------ RAW RECORDS ------

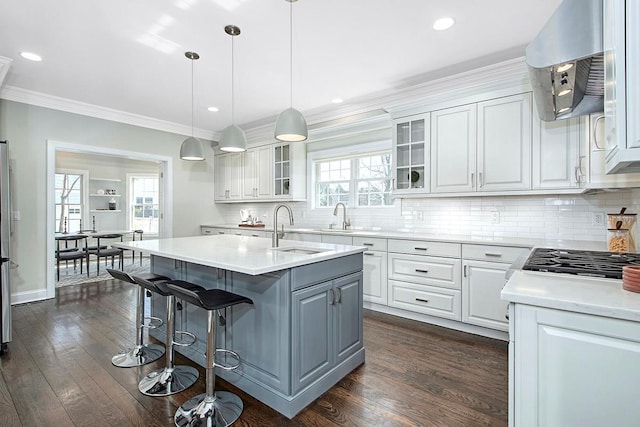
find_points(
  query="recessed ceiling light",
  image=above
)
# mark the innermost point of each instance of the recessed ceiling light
(443, 23)
(31, 56)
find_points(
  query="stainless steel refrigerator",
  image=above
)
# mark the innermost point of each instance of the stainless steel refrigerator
(5, 234)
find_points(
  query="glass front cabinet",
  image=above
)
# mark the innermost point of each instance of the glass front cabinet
(411, 155)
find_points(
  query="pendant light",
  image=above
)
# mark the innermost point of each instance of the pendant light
(232, 137)
(291, 125)
(191, 148)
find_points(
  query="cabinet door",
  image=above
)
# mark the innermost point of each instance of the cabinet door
(504, 144)
(312, 334)
(374, 280)
(453, 149)
(575, 369)
(348, 314)
(411, 154)
(481, 286)
(556, 153)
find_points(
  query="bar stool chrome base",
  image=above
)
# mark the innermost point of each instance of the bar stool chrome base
(220, 411)
(138, 356)
(166, 381)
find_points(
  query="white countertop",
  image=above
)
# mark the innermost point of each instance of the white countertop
(597, 296)
(249, 255)
(413, 235)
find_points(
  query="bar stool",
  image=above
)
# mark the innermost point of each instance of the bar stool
(212, 408)
(141, 353)
(171, 379)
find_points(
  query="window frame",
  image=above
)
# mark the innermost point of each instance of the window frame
(130, 203)
(353, 153)
(84, 195)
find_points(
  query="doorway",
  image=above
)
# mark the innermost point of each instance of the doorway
(109, 177)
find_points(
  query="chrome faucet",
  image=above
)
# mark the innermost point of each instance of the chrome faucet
(345, 220)
(276, 234)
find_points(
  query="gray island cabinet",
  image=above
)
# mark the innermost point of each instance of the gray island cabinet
(302, 334)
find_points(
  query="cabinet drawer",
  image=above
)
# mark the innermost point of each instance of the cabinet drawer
(418, 247)
(425, 299)
(206, 231)
(426, 270)
(372, 243)
(492, 253)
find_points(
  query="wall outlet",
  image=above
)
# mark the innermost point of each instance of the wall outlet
(495, 217)
(597, 218)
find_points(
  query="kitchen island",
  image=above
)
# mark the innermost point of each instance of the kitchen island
(304, 331)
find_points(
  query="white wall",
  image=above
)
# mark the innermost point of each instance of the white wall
(27, 128)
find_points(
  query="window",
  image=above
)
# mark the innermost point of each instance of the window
(362, 179)
(144, 203)
(68, 198)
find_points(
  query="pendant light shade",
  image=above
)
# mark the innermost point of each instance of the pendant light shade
(232, 138)
(291, 125)
(191, 148)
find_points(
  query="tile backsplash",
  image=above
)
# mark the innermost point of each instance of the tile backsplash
(569, 217)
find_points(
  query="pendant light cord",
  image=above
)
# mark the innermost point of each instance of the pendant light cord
(291, 54)
(192, 97)
(232, 83)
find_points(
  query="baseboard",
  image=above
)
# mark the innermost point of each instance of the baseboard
(29, 296)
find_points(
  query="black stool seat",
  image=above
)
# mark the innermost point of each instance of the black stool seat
(209, 299)
(212, 408)
(141, 353)
(172, 378)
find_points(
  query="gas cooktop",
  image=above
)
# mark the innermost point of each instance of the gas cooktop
(584, 263)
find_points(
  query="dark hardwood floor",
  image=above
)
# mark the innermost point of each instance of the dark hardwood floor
(58, 371)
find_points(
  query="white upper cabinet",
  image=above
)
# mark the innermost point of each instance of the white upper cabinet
(258, 172)
(411, 155)
(453, 149)
(557, 163)
(228, 177)
(504, 144)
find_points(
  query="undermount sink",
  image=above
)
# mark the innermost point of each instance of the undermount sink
(335, 230)
(304, 251)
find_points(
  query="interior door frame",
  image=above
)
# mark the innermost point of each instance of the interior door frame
(166, 184)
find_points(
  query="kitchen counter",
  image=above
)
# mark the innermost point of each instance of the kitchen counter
(241, 254)
(413, 235)
(590, 295)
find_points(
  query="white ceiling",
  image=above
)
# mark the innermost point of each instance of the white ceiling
(128, 55)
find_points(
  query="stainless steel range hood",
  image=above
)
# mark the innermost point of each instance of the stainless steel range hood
(566, 62)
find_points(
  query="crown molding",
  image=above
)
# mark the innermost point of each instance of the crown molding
(12, 93)
(5, 63)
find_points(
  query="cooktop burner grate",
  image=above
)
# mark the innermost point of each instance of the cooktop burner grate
(585, 263)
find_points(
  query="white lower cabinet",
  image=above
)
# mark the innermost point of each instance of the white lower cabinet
(573, 369)
(374, 269)
(483, 277)
(425, 284)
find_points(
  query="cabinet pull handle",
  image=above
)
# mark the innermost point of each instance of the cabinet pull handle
(595, 132)
(493, 254)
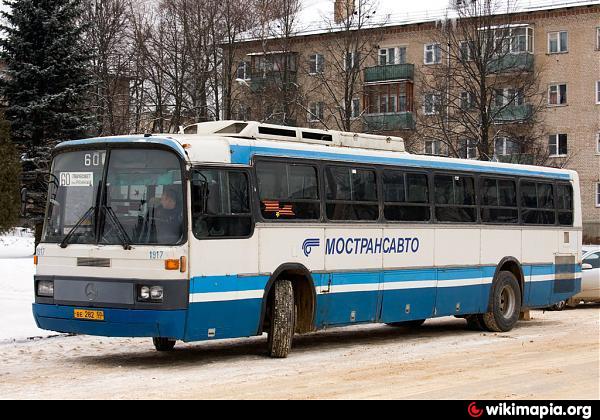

------

> [INSTRUCTIONS FOR THE TASK]:
Pull out each line of the dataset rows that contains the word "range", and list only those lines.

> [TASK SOLUTION]:
  query="stainless steel range hood",
# mark the innermost point of each instance of the stainless steel range hood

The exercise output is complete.